El reto era claro, teníamos que subir a más de cinco mil metros de altura. Las mochilas iban ligeras, una cada una, y vestidas con ropa de montaña ligera nos montamos en el coche y seguimos la línea que mi hermana había marcado en el mapa. Salir de la ciudad y coger la interamericana iba a ser la tarea más difícil de todas, el resto parecía fácil. Bajar de Quito hacia el valle es como montarse en una de las mejores atracciones de un parque, que de repente bajas tanto que empiezas a ver todos aquellos mastodontes de más de cinco mil metros a ambos lados de la carretera.
Un sueño para dos hermanas que aman la montaña. Las dos horas de carretera se nos hicieran amenas, entre la música y los paisajes verdes y blancos en las puntas de toda la cordillera Andina. Una belleza que ambas veíamos por primera vez. Llegamos a la entrada del parque nacional que queríamos visitar, parece que la entrada era más angosta e incómoda de lo que me imaginaba yo, teniendo en cuenta que es un parque protegido. No había garita, ni una barrera, ni siquiera nadie nos cobro por la entrada. A los doscientos metros, me di cuenta que el sedán que habíamos alquilado no era el más apropiado para aquellos parajes. Frené en seco cuando ví un gran charco, como de unos cinco metros de ancho y otros seis de largo. Seguir adelante significaría poder quedarnos en la entrada, en medio de un lodazal, sin poder avanzar. Mi hermana se giró hacia mí, y me dijo muy seria y convencida que acelerara y pasara en primera. Su seguridad hizo que yo metiera la marcha y acelerara tan despacio que aquello pareció cruzar el océano, porque se me hizo eterno hasta que las ruedas delanteras pisaron nuevamente tierra. A partir de allí recorrimos el páramo más hermoso que yo he podido ver jamás, la luz iluminaba en diferentes intensidades la vegetación haciendo de aquello un escenario único.
Las nubes iban tan rápido que las sombras no dejaban ver el mismo lugar dos veces igual, y se vislumbraban las vicuñas y las llamas en toda aquella planicie llena de diferentes verdes, ocres y dorados. Pronto empezamos a ascender, y los gritos no cesaron dentro del carro, de la emoción. Las ventanillas bajadas, a pesar de que el aire cortaba nuestra piel, no podíamos parar de mirar hacia arriba, porque las nubes, en su eterno movimiento, dejaban entrever aquella silueta blanca. la adrenalina que llevaba en el cuerpo se alimentaba de la emoción de mi hermana, de la mía propia, de ir manejando por una subida llena de grutas profundas hechas por los ríos de agua del deshielo, y de la responsabilidad de no quedarnos encajadas allí. Mi hermana tuvo que bajarse unas diez veces del coche para poder guiarme y evitar aquellos surcos, que a pesar del frío a mi me tenían sudando.

INSTRUCCIÓN A = Di cuántas líneas del listado contienen la palabra "steak", teniendo en cuenta mayúsculas y minúsculas, y responde solo con el número.
El fragmento y el listado no guardan ninguna relación entre sí.

DATOS DE TRABAJO =
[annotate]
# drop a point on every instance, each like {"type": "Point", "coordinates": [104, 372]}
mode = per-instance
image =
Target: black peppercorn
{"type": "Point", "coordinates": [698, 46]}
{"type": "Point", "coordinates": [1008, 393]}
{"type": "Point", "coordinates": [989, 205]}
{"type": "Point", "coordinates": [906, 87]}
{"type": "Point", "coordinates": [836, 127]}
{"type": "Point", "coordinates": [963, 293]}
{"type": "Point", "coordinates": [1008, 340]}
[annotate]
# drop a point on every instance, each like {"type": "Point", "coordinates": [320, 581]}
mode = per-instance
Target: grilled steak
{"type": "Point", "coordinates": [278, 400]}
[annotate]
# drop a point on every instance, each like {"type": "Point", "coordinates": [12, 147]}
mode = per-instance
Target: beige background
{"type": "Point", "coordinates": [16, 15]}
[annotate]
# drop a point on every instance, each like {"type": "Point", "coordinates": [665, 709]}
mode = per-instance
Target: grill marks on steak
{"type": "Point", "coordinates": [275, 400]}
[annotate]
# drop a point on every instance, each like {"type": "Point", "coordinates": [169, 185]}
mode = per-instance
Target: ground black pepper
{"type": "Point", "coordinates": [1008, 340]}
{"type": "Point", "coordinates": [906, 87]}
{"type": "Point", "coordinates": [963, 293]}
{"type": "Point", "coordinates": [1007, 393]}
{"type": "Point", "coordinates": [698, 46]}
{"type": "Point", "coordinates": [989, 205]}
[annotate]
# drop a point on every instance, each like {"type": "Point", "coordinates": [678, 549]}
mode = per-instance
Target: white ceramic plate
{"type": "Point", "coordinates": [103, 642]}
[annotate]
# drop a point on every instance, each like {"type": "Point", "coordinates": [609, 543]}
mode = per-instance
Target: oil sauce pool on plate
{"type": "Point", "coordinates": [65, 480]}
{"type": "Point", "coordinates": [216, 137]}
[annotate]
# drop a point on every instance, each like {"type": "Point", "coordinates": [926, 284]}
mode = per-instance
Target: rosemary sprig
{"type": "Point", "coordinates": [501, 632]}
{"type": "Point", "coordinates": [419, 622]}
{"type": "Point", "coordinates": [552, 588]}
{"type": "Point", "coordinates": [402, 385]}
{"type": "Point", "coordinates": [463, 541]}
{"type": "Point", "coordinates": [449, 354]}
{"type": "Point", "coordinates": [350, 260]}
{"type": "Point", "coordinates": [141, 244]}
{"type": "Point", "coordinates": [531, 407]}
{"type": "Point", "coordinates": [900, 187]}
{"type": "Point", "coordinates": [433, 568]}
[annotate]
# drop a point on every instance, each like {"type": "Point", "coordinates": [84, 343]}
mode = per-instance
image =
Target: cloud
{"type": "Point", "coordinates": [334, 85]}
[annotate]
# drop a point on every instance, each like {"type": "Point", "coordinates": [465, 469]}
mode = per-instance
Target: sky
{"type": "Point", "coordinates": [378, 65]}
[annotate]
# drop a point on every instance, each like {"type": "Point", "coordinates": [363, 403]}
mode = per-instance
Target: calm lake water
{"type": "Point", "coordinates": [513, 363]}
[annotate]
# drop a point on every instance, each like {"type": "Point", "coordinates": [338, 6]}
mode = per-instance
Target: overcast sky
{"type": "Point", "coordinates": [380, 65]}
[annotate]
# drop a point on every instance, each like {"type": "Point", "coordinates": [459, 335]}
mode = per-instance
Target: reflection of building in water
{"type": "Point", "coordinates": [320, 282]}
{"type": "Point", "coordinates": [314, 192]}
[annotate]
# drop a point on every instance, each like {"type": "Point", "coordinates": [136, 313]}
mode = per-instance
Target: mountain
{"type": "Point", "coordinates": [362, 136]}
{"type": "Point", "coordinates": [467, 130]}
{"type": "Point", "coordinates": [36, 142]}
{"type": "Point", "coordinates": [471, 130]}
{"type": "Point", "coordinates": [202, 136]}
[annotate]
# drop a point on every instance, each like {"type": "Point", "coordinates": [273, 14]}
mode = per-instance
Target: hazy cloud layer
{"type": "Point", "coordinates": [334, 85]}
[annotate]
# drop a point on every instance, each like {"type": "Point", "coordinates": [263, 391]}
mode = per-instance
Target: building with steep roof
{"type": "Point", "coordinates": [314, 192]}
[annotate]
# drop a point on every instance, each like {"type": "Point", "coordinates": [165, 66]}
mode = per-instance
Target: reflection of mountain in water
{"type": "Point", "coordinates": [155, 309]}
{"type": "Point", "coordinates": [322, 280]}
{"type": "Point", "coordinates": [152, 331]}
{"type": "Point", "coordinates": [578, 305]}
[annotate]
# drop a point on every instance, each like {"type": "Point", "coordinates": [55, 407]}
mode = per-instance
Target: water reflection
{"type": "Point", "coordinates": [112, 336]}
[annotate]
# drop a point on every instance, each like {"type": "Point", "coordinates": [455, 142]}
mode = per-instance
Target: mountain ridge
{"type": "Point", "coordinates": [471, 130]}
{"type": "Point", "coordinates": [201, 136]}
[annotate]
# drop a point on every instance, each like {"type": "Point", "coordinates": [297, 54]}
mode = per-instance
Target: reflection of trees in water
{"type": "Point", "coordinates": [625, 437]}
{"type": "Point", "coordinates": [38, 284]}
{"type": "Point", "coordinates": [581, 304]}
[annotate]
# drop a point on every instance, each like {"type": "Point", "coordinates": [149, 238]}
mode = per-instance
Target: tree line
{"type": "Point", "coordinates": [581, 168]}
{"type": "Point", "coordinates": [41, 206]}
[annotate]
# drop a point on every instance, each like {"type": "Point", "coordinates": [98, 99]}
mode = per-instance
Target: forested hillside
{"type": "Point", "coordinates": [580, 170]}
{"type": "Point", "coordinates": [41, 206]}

INSTRUCCIÓN B = Pasa al inglés esta oración del fragmento: "Una belleza que ambas veíamos por primera vez."

RESPUESTA A = 2

RESPUESTA B = A beauty that we were both seeing for the first time.